• **Prompt**: Quote the listing below word for word, omitting the pictures.

(Items from a data source)
━━━━
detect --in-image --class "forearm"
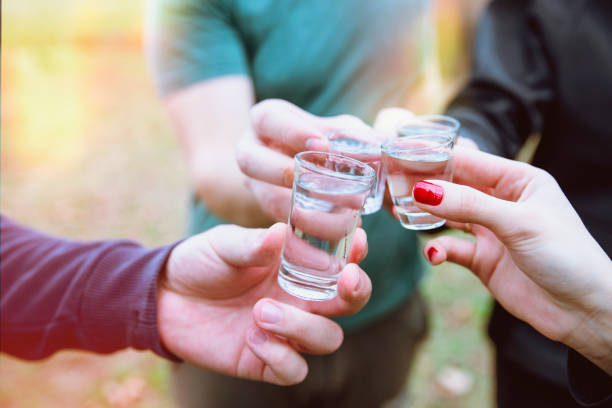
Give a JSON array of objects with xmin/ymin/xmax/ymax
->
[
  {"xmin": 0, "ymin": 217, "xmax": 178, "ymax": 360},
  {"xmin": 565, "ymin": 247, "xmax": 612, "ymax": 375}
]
━━━━
• **Response to the task**:
detect --in-image --class "forearm"
Give a JSON array of objects with xmin/ymin/xmax/ymax
->
[
  {"xmin": 0, "ymin": 217, "xmax": 178, "ymax": 360},
  {"xmin": 565, "ymin": 247, "xmax": 612, "ymax": 375}
]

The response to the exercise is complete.